_AVAILABLE DATA_:
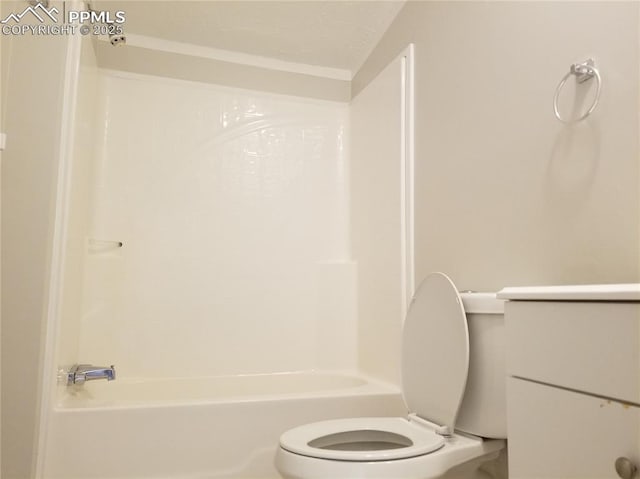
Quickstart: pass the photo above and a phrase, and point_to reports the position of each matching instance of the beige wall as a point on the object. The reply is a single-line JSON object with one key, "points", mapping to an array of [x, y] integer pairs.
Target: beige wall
{"points": [[505, 193], [32, 69]]}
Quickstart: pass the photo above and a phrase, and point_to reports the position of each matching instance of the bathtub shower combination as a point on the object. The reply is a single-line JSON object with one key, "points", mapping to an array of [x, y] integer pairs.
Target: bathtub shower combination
{"points": [[206, 254], [197, 427]]}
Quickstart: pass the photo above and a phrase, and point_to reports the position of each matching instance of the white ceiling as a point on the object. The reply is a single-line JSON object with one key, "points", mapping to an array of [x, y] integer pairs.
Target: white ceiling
{"points": [[337, 34]]}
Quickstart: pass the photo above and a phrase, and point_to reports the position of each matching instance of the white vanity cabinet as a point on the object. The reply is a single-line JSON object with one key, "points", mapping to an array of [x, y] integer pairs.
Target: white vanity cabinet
{"points": [[573, 386]]}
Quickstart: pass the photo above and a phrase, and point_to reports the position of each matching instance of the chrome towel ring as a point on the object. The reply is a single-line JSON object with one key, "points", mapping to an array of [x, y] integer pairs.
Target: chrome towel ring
{"points": [[582, 71]]}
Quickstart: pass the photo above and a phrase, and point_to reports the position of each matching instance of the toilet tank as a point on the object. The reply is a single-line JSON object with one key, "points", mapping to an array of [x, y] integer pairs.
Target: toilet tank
{"points": [[483, 411]]}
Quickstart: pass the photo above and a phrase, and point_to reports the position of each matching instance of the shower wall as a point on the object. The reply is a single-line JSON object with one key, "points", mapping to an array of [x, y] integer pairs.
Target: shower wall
{"points": [[232, 209]]}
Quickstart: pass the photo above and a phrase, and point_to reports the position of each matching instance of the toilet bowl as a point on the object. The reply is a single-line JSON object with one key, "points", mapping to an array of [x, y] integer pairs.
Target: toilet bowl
{"points": [[453, 384]]}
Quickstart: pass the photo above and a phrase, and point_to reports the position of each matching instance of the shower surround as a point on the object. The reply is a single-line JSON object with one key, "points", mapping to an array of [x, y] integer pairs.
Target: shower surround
{"points": [[231, 207]]}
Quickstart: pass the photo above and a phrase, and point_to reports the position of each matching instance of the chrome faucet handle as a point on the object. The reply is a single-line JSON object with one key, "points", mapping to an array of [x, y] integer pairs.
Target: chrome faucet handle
{"points": [[81, 373]]}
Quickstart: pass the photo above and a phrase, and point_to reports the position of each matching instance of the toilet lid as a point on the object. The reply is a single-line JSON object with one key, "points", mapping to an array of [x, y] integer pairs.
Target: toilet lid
{"points": [[362, 439], [435, 351]]}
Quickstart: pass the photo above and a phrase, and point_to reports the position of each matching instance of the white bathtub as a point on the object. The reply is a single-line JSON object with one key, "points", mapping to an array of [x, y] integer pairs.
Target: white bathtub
{"points": [[221, 427]]}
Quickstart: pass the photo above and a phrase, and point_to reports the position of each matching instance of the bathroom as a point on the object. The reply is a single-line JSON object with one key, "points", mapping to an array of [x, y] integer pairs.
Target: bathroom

_WHAT YOU SHOULD DO_:
Each record above should come back exactly the same, only without its pictures.

_REPLY TO THE TASK_:
Quickstart: pass the photo above and a phrase, and point_to reports the position of each matching instance of the beige wall as a point on the object. The reply is a single-line JSON object with one key, "points", mapping to an array of [x, y] integer pairs.
Target: beige wall
{"points": [[505, 193], [32, 69]]}
Quickstart: pass the photo above and a phrase, and point_to reports the position of each matching instance of the bathtub shower combination as a point on the object. The reply is a single-line JSON object with one key, "points", mapping to an array of [x, y] integer pairs.
Target: bathtub shower combination
{"points": [[206, 254], [197, 427]]}
Quickstart: pass the photo above and a phrase, and point_to reports the position of each matching instance of the white ceiling as a point on the object. The reply is a single-line JSON object with one key, "points", mapping to an array of [x, y] integer pairs.
Target: white ceiling
{"points": [[337, 34]]}
Quickstart: pass the photo above and a phrase, and point_to reports the position of each matching instance of the white vanity cabinet as a point on the object. The reply is a single-line JSON object with one key, "points", mapping to an array of [x, y] integer pairs.
Target: white vanity cabinet
{"points": [[573, 386]]}
Quickstart: pass the photo above and a phrase, and point_to reports the position of each matching instance of the chrome towel ring as a point on the object. The reply is a single-line JSON object with one key, "points", mapping to an array of [x, y] integer pairs.
Target: chrome towel ring
{"points": [[582, 71]]}
Quickstart: pass the photo above and a phrase, and point_to reports the position of each matching instance of the toilet tank as a point on the object. The reply is a single-line JSON object with one key, "points", mapping to an array of [x, y] integer pairs.
Target: toilet tank
{"points": [[483, 411]]}
Quickstart: pass the photo above and a phrase, and point_to reports the position of each matching instance of the shower wall as a point on the object. The reply is a single-line JSON object with one key, "points", mapping to an array of [x, y] integer pairs.
Target: shower wall
{"points": [[232, 209]]}
Quickstart: pass the photo above and a phrase, and point_to reports the position of each matching instance of the toilet bowl as a point on the object. The reply is a single-line JSON object with one key, "points", mapping to an array of [x, y] integer pairs.
Target: toilet bowl
{"points": [[453, 384]]}
Quickstart: pass the photo above and a phrase, and point_to reports the position of each matching instance of the shower surround as a point on the object. The reply is a single-line JSON object with one key, "points", mapping to an array of [x, y] integer pairs.
Target: shower surround
{"points": [[231, 207]]}
Quickstart: pass the photo above and a phrase, and point_to reports the position of each matching instance of the chrome faucet handle as a point on the object. The reply is a single-line JSON object with one key, "points", mapping to an array of [x, y] integer pairs.
Target: chrome faucet handle
{"points": [[81, 373]]}
Quickstart: pass the photo above and a phrase, and point_to reports the position of each matching instance of the toilet lid as a point on the object. The reply is a single-line JSON object with one key, "points", mapping to an array of [x, y] integer pairs.
Target: toilet lid
{"points": [[362, 439], [435, 351]]}
Quickstart: pass the photo above and a phrase, and point_to reports the position of each matching instance of the white bathtub as a point on the object. The reply is a single-line JSON object with one key, "points", mapping to an array of [x, y] integer pairs.
Target: white bathtub
{"points": [[221, 427]]}
Quickstart: pass the photo above and a phrase, and point_to reports the position of each matching instance of the bathroom as a point on the object. The reply is a single-line JSON object with one key, "points", mapping to an array of [x, y] integer pairs.
Target: bathroom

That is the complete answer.